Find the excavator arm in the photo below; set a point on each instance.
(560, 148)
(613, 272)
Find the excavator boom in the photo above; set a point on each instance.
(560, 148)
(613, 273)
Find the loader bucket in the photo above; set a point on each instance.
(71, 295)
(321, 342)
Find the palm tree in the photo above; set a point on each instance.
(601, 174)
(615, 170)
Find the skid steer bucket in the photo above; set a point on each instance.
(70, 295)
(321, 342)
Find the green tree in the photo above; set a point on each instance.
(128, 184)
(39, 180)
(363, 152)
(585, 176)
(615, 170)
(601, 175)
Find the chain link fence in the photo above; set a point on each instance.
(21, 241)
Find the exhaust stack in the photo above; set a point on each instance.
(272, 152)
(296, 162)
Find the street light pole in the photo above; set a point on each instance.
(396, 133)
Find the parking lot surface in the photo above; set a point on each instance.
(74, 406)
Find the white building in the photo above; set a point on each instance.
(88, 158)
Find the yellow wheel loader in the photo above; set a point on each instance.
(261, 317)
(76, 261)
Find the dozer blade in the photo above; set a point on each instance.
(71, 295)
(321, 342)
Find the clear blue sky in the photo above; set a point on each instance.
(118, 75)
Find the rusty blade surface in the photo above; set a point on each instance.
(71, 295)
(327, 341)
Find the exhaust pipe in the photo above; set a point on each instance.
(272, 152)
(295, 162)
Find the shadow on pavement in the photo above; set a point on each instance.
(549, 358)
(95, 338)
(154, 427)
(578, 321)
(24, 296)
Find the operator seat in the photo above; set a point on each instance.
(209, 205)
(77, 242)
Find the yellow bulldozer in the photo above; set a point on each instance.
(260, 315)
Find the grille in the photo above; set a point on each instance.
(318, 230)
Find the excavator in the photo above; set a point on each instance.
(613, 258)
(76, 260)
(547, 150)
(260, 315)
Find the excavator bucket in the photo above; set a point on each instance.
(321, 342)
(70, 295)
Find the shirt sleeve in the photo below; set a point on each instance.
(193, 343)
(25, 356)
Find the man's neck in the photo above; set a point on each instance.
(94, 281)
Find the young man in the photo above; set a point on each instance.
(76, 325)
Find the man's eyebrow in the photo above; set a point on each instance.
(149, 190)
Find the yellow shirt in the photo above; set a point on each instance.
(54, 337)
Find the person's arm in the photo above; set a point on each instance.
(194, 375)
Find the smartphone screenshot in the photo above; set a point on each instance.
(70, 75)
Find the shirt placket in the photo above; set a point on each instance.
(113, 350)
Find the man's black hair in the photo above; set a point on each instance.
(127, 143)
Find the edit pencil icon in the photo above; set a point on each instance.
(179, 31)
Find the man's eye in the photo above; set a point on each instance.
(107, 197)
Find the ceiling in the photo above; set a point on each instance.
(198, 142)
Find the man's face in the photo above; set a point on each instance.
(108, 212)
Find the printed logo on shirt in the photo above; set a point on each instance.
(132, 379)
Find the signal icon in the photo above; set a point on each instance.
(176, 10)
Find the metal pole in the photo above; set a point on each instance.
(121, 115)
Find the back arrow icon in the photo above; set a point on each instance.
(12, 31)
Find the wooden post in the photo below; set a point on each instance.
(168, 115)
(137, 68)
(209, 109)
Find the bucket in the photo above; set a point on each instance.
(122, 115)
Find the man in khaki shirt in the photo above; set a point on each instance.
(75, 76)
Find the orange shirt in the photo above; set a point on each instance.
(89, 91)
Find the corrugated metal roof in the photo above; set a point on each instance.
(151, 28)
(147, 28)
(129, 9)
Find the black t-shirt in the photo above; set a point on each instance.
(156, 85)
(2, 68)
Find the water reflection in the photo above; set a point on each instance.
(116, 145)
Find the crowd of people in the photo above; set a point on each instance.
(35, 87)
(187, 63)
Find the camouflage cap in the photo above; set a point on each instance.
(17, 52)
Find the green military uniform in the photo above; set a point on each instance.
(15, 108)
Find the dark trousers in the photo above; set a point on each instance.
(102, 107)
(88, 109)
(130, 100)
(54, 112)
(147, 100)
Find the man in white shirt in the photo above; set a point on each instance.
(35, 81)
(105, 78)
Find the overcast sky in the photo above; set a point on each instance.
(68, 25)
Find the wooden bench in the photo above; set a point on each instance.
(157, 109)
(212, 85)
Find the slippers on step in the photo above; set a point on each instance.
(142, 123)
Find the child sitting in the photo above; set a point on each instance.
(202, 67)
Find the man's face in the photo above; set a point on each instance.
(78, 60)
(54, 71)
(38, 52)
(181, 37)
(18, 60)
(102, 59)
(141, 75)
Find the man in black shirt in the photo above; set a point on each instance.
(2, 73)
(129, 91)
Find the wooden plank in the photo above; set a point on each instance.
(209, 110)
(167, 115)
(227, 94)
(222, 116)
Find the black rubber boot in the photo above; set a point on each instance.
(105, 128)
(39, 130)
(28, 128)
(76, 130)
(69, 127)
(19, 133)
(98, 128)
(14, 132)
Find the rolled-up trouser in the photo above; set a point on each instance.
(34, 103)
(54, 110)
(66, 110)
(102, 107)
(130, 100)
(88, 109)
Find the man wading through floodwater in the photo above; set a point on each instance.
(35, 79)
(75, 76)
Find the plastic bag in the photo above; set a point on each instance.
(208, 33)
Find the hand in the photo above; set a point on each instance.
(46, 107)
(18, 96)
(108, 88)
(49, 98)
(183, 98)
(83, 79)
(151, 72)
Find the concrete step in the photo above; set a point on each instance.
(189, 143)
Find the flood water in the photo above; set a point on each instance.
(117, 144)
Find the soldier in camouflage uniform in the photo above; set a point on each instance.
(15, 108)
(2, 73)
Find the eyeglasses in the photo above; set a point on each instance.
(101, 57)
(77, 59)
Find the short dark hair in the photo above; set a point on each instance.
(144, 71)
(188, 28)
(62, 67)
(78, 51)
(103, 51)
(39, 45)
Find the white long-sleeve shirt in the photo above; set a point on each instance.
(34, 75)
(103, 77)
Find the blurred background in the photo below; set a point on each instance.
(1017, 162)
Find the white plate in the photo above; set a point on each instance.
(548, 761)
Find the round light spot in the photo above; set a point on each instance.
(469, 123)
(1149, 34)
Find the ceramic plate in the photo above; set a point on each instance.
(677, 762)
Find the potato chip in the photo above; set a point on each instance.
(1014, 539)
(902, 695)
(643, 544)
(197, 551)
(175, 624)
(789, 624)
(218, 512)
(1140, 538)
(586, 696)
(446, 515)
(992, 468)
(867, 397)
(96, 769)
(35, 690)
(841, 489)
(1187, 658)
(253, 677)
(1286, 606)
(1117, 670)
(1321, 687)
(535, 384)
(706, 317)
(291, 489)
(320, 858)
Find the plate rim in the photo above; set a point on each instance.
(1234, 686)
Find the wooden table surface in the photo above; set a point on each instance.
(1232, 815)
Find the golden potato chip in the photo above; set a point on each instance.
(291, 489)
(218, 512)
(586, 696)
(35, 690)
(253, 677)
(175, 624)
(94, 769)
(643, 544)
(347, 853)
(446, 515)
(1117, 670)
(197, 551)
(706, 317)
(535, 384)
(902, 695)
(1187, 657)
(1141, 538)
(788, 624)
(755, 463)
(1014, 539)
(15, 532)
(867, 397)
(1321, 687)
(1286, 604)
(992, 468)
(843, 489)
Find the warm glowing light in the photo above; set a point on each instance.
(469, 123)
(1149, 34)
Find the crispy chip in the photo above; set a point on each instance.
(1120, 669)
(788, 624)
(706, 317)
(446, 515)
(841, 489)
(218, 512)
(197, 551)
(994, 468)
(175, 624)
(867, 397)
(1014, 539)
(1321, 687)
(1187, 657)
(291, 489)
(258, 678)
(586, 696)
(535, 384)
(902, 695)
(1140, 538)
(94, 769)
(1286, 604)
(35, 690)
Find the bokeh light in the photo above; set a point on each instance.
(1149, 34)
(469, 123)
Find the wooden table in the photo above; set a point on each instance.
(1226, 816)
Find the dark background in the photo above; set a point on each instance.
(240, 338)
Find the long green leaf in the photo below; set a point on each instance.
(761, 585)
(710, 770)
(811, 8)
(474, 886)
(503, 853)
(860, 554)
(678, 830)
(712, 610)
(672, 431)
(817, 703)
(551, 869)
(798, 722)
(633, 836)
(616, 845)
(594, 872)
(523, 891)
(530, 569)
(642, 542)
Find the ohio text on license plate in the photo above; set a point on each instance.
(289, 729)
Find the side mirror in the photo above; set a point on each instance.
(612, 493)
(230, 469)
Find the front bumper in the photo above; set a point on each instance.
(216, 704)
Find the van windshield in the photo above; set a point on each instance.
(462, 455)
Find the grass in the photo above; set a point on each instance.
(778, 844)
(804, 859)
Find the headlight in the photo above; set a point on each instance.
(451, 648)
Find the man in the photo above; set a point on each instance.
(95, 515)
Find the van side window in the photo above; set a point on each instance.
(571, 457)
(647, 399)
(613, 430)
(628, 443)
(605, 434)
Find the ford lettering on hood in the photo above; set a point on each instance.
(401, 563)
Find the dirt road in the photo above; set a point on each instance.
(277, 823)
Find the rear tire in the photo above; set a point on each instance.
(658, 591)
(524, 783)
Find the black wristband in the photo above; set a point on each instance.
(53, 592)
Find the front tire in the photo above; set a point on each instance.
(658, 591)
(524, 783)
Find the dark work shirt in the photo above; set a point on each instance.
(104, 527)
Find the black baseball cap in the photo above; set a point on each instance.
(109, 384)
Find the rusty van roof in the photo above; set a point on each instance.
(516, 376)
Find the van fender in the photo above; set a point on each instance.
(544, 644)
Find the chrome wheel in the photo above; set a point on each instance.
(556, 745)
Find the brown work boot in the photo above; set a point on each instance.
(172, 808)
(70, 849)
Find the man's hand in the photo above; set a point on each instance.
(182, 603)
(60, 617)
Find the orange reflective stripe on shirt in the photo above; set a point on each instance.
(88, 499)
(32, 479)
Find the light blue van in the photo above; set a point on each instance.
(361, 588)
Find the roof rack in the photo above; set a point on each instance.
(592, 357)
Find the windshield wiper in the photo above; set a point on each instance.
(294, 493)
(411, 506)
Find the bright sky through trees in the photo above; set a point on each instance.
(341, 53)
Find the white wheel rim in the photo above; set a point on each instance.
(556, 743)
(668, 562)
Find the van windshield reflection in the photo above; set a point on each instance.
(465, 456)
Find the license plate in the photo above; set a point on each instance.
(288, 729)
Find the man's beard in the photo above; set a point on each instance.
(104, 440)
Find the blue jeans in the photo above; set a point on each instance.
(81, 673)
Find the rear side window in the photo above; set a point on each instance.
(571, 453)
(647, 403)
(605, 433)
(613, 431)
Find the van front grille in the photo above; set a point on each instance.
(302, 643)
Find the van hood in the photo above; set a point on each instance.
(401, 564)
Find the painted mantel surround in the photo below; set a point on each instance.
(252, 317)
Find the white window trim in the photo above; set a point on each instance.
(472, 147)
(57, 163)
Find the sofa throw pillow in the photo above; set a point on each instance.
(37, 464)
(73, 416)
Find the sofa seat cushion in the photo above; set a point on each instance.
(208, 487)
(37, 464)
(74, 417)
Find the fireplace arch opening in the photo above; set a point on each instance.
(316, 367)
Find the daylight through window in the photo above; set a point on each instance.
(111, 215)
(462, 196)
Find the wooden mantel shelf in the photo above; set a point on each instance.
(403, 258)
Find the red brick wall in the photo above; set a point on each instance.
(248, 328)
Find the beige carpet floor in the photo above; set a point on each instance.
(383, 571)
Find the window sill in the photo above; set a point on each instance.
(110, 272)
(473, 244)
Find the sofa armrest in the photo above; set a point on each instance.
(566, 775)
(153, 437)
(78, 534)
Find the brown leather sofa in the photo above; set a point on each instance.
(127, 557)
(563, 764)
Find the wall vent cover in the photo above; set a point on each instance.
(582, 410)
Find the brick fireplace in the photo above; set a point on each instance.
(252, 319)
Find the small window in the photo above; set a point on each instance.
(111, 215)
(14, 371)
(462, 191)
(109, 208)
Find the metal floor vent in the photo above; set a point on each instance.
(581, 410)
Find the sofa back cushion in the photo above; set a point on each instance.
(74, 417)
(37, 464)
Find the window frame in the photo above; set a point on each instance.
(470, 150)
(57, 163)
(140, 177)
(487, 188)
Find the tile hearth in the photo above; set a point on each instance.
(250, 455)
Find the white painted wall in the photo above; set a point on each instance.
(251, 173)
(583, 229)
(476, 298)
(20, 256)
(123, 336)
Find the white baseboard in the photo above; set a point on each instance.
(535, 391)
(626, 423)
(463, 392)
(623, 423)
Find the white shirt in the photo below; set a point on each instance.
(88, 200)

EXERCISE DIRECTIONS —
Everything from the line with "Find the daylight" to the end of the listing above needs to be duplicated exactly, both end lines included, with nothing more.

RESPONSE TO THIS TASK —
Find the daylight through window in the photo above; set a point on each instance.
(111, 215)
(462, 196)
Find the wooden mantel shelf in the photo above; set a point on each instance.
(403, 258)
Find the red brick wall in the photo above; set a point on each instance.
(248, 328)
Find the beige carpet floor in the photo above; set a point on each instance.
(383, 571)
Find the window sill in the photo above; set a point on each instance.
(110, 272)
(473, 244)
Find the sofa armrest in the photo above; set a point on each instance.
(566, 775)
(153, 437)
(78, 534)
Find the brown leather sofa in the photo above; set a point on each instance.
(127, 557)
(563, 764)
Find the wall vent cover in the photo above; set a point on each instance.
(582, 410)
Find the brick fireplace in the photo above; set a point on each instance.
(252, 319)
Find the small window in the photo above; set a point on each instance.
(111, 215)
(14, 371)
(462, 191)
(109, 208)
Find the metal floor vent in the photo above; set a point on each instance.
(581, 410)
Find the sofa back cushion in the photo above; set a point on each instance.
(74, 417)
(37, 464)
Find the window frame in the photo above; set a point on each instance.
(470, 150)
(57, 163)
(140, 177)
(487, 188)
Find the tile hearth in the photo above; set a point on each instance.
(250, 455)
Find the white painted wall in the photo above; set a point on each instance.
(251, 173)
(583, 229)
(476, 298)
(20, 256)
(123, 336)
Find the white baseboard in the photo above; set a point on each instance.
(535, 391)
(626, 423)
(463, 392)
(623, 423)
Find the white shirt in the photo below; set a point on each instance.
(88, 200)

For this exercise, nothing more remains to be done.